On a combined basis, Community Banks and MSD&T continue to be the primary contributors to Bankshares’ earnings, accounting for 96% of Bankshares’ net income. Historically, Bankshares has distinguished between two operating units, Community and MSD&T, with the former focused on small business and retail banking and the latter on commercial and specialty lending. With the F&M acquisition and the announced plan to consolidate 11 affiliate banks into 4 banks (see Footnote No. 15 “Subsequent Event” for more information), this distinction is becoming less apparent. Increased house lending authority at the Community Banks has resulted in additional loan growth within their footprint and less referral and overline business to MSD&T.

 

Community Banking

 

Net income for the quarter ended March 31, 2004, was $38.3 million. This represented a $7.0 million, or 22% increase over the same quarter last year. Community Banking was the primary beneficiary of the F&M acquisition. For the first quarter of 2004 compared to the same period last year, net interest income increased by $19.5 million, or 26%, to $95.8 million. Growth in average earning assets of $2.5 billion, largely attributable to the F&M acquisition, more than offset the effect of a 55 bp reduction in the net interest margin. Contributing to the net interest margin compression was the capital restructuring of the Community Banks during the third quarter last year. $300 million of subordinated debt issued by Bankshares in April 2003 was invested in a like amount of subordinated debt issued by the Community Banks. Excess equity capital was paid to Bankshares in the form of a special cash dividend. The $3.1 million in interest expense incurred during the first quarter of 2004 related to this subordinated debt reduced the Community Banks’ net interest margin by 14 bp. The Community Banks had a modest provision for loan losses compared to the first quarter of 2003 as credit quality remained stable. Net income for the fourth quarter of 2003 was $40.1 million. During the fourth quarter of last year the Community Banks reversed $5.0 million of their allowance for loan losses, reflective of the improving economy and credit quality. The net interest margin decreased 1 bp for the current quarter compared to the 4.48% level of the fourth quarter of 2003.

Stored data:
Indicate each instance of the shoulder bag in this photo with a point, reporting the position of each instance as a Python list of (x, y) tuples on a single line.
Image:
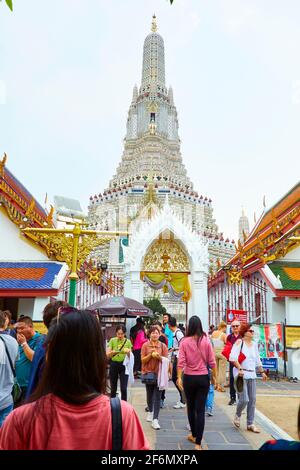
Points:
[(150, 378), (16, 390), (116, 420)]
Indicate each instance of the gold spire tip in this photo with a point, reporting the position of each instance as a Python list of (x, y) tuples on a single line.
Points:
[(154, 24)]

* * *

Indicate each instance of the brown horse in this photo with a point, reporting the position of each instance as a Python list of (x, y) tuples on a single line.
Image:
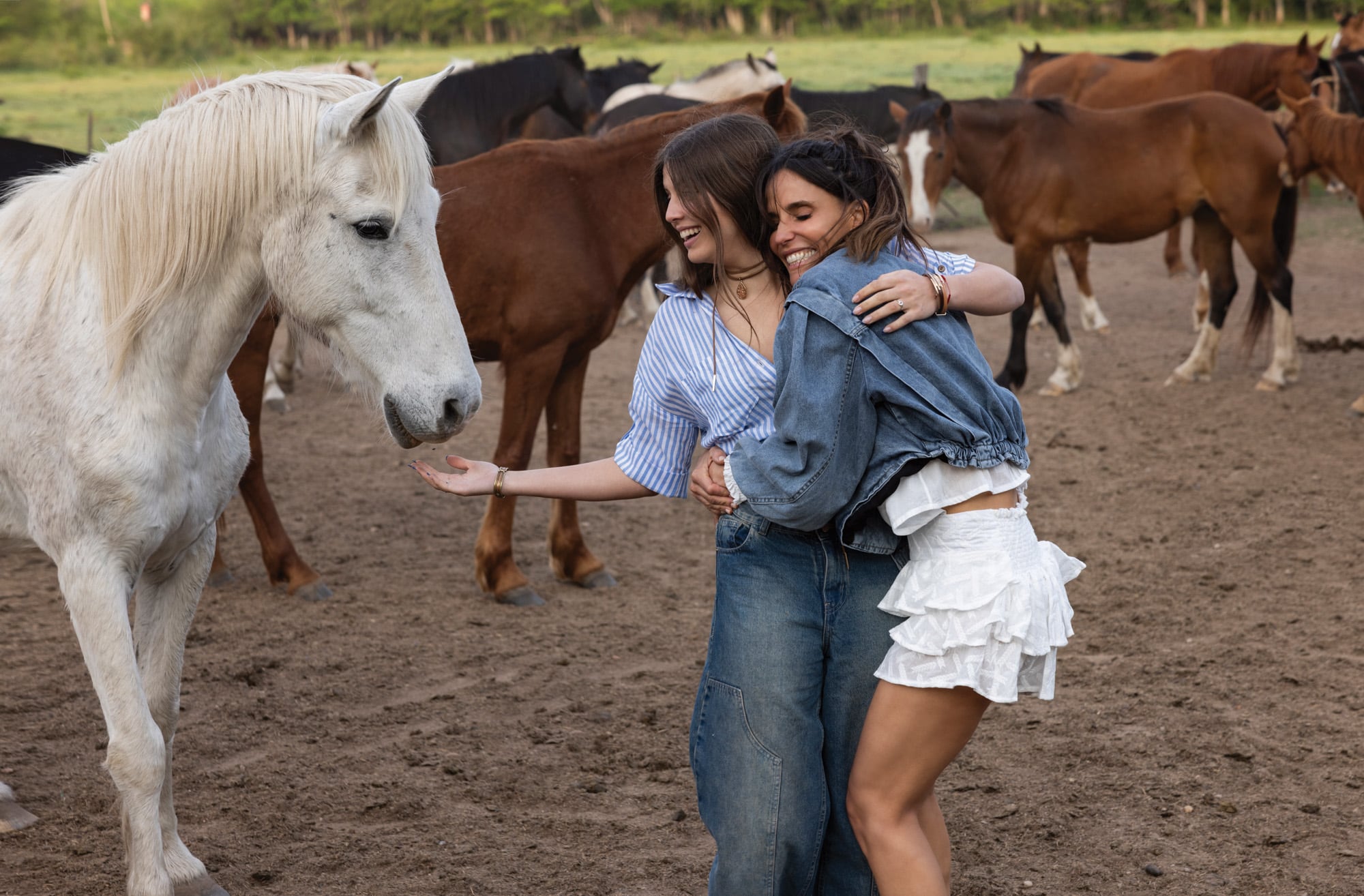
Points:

Task list:
(a) Please reproduce the part of the bank earnings passage starting with "On a combined" and going on through "business to MSD&T.".
(b) Duplicate the records starting with the line with "Indicate each instance of the shoulder" and going on through the line with "[(154, 24)]", leaving the pictures out of your copy.

Expected answers:
(a)
On a combined basis, Community Banks and MSD&T continue to be the primary contributors to Bankshares’ earnings, accounting for 96% of Bankshares’ net income. Historically, Bankshares has distinguished between two operating units, Community and MSD&T, with the former focused on small business and retail banking and the latter on commercial and specialty lending. With the F&M acquisition and the announced plan to consolidate 11 affiliate banks into 4 banks (see Footnote No. 15 “Subsequent Event” for more information), this distinction is becoming less apparent. Increased house lending authority at the Community Banks has resulted in additional loan growth within their footprint and less referral and overline business to MSD&T.

(b)
Indicate each instance of the shoulder bag in this photo with a point, reporting the position of each instance as a Python list of (x, y) tuples on a single line.
Image:
Points:
[(150, 378), (16, 390), (116, 420)]
Indicate each instance of the gold spire tip in this photo with a point, reporting the position of each instance as a Python list of (x, y) tuples on a single line.
Points:
[(154, 24)]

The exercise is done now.